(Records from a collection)
····················

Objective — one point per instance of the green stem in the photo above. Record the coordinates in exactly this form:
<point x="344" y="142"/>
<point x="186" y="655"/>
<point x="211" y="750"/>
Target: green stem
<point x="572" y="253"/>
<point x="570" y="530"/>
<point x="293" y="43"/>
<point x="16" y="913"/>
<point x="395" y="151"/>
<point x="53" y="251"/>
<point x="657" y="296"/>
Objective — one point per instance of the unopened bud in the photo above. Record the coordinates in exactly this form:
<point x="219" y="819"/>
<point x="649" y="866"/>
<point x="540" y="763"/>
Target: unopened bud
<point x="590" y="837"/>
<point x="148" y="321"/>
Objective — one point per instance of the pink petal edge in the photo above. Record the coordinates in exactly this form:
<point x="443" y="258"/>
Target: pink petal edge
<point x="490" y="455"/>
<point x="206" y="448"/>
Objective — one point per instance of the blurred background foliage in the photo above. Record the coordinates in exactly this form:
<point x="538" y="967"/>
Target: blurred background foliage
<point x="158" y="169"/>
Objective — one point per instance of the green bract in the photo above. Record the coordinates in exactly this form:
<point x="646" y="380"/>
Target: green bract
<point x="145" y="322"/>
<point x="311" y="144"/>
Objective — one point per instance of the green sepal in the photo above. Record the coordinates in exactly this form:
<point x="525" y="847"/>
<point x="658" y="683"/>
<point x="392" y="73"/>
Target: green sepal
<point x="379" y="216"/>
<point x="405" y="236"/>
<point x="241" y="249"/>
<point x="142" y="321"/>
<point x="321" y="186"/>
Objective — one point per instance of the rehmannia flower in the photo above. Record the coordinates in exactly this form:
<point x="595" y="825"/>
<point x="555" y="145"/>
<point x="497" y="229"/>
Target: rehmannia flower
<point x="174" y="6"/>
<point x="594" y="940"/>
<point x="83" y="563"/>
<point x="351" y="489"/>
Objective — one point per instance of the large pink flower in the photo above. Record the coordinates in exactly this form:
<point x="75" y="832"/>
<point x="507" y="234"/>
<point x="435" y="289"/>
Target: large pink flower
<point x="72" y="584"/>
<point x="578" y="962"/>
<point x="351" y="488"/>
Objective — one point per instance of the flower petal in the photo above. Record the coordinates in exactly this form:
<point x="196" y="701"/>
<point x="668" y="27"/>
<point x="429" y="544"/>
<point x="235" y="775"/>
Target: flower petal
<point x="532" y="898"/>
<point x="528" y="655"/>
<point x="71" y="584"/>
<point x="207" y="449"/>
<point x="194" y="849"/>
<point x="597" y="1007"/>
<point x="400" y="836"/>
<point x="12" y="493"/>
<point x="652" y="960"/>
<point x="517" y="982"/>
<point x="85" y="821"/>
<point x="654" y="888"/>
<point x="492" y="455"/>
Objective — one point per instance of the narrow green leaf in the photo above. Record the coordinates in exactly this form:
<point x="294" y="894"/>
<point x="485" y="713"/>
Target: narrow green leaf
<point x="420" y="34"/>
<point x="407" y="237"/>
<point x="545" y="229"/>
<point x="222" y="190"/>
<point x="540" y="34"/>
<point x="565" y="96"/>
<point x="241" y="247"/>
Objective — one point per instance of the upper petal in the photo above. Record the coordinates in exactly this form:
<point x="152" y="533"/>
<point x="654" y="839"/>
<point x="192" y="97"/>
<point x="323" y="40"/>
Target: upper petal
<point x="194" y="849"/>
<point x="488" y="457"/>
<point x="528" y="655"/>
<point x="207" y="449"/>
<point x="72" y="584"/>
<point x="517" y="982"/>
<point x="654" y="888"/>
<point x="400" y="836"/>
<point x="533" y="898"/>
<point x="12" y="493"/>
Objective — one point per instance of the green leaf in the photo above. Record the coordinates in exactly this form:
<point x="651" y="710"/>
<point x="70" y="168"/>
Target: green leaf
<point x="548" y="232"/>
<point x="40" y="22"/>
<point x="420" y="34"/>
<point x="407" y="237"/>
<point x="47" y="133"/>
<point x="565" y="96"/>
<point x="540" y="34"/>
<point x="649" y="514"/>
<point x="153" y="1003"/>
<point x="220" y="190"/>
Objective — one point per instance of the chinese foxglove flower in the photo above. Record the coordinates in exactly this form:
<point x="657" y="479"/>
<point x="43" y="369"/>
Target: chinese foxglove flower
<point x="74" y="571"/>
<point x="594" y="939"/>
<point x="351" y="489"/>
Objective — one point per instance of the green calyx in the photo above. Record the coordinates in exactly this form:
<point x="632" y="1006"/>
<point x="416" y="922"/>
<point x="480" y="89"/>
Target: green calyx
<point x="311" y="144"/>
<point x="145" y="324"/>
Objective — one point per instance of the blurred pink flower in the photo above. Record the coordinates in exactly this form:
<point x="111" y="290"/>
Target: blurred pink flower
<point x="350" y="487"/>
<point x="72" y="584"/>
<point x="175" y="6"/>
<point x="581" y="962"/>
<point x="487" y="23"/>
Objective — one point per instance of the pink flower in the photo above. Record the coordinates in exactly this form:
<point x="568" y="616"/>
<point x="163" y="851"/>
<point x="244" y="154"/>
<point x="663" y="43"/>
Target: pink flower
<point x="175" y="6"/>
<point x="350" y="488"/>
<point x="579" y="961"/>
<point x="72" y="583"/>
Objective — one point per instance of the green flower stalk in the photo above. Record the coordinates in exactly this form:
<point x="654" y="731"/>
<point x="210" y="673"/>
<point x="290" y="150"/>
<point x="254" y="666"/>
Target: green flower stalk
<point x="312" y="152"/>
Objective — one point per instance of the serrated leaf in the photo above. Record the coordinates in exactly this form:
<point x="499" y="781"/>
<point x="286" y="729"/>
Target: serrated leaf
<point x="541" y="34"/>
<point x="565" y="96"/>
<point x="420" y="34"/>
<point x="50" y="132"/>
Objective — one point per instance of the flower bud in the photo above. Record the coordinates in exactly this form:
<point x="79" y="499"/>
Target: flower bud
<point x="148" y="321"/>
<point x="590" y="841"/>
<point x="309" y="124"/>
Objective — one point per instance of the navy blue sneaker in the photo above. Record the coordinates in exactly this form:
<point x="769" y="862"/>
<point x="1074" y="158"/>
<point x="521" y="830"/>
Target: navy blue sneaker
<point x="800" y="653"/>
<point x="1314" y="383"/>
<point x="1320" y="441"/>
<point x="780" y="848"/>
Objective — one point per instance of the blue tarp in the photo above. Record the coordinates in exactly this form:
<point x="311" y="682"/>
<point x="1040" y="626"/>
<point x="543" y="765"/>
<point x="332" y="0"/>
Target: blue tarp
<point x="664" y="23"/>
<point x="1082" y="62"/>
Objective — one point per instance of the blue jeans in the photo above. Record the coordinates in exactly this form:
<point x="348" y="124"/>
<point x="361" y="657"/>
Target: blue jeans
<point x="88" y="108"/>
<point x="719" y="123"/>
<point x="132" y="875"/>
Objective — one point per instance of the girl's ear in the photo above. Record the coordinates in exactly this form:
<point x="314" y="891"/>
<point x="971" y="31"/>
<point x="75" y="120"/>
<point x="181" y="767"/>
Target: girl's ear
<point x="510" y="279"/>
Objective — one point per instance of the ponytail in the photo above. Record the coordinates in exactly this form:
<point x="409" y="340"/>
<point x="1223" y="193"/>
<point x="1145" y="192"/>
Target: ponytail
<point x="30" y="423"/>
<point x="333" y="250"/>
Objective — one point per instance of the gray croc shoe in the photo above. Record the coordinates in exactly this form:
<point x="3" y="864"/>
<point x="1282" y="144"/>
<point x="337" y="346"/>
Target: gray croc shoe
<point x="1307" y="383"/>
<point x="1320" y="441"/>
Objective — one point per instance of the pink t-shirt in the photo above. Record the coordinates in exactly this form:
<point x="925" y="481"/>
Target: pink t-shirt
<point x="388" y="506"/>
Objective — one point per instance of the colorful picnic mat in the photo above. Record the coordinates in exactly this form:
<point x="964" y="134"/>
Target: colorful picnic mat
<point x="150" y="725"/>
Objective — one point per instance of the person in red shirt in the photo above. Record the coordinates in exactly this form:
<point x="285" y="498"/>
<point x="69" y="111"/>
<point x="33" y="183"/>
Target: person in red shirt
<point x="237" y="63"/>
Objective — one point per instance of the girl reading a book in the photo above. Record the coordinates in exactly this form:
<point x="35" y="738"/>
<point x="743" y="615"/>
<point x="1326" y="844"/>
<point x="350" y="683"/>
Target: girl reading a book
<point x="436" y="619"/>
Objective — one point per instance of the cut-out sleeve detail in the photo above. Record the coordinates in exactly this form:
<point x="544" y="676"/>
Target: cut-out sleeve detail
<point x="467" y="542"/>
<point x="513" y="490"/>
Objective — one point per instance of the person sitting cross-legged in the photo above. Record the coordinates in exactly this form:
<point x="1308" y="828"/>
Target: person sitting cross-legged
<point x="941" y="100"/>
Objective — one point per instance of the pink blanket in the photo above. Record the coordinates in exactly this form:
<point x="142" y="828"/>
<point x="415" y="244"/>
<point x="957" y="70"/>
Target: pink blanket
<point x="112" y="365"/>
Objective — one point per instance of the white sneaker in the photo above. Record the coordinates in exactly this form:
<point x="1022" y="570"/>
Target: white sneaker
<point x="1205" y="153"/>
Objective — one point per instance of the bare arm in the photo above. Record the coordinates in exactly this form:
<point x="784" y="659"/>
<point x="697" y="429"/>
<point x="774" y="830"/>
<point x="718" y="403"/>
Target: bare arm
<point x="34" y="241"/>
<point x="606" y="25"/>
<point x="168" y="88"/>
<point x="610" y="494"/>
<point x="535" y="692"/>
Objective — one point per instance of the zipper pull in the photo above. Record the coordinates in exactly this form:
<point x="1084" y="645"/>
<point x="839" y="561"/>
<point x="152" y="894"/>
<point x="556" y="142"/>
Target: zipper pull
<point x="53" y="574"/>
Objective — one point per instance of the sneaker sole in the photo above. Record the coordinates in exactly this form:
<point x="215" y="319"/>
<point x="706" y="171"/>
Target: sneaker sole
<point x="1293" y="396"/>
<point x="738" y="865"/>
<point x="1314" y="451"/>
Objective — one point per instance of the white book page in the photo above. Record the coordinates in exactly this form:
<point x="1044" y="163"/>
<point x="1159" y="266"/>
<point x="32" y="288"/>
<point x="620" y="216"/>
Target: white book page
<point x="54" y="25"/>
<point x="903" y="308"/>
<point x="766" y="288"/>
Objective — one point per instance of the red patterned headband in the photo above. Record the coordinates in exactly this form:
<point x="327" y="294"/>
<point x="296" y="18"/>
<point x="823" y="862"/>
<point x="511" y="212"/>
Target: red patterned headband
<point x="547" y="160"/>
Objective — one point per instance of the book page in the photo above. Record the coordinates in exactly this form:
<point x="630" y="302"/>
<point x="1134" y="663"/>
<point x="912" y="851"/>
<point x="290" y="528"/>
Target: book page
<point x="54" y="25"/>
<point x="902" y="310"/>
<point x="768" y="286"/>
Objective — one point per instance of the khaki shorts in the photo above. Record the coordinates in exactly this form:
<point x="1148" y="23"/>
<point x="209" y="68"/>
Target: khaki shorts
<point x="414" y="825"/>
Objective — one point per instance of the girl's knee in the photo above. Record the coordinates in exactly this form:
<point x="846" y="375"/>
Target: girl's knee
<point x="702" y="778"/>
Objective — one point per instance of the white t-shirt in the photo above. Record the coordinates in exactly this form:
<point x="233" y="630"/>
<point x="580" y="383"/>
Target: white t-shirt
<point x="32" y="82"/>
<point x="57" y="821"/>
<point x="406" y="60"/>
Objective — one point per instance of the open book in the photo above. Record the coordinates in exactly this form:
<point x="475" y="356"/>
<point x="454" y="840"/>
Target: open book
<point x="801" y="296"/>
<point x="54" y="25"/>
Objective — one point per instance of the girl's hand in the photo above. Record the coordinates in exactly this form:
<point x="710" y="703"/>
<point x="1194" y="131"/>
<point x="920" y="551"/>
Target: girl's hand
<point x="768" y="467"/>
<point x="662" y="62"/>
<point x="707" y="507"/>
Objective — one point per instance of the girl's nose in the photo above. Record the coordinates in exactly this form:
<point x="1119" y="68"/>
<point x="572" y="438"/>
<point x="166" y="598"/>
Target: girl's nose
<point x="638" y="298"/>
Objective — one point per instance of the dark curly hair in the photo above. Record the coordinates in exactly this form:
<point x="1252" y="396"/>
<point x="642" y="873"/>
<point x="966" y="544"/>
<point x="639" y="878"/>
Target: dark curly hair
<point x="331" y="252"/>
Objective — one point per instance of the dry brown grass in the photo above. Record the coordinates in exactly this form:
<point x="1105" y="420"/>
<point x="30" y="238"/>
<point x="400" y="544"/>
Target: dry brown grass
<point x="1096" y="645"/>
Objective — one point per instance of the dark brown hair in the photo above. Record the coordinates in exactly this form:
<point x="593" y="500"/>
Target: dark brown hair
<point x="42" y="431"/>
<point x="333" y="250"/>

····················

## [Directions]
Exactly repeat the lines above, from the opening line through the one with "Objective — one point per instance of the green bract", and include nothing else.

## [Solution for this problem]
Objective — one point per instance of the green stem in the photo above. Record the coordinates in exactly this form:
<point x="344" y="142"/>
<point x="186" y="655"/>
<point x="211" y="750"/>
Target: green stem
<point x="572" y="253"/>
<point x="570" y="530"/>
<point x="293" y="43"/>
<point x="16" y="913"/>
<point x="395" y="151"/>
<point x="53" y="251"/>
<point x="657" y="296"/>
Objective — one point per instance of the unopened bud in the photo above. Record the coordinates in exactly this form:
<point x="219" y="819"/>
<point x="649" y="866"/>
<point x="540" y="763"/>
Target: unopened bud
<point x="590" y="837"/>
<point x="148" y="321"/>
Objective — one point per instance of the pink petal edge in the photo above. Record the coordinates in exactly this form:
<point x="443" y="258"/>
Target: pink petal edge
<point x="490" y="455"/>
<point x="206" y="448"/>
Objective — one point per instance of the blurred background foliage in the photo above. Record the coordinates in exactly this form:
<point x="538" y="967"/>
Target: blurred background foliage
<point x="158" y="169"/>
Objective — one point per instance of the green bract in the photo above. Record the coordinates in exactly this form:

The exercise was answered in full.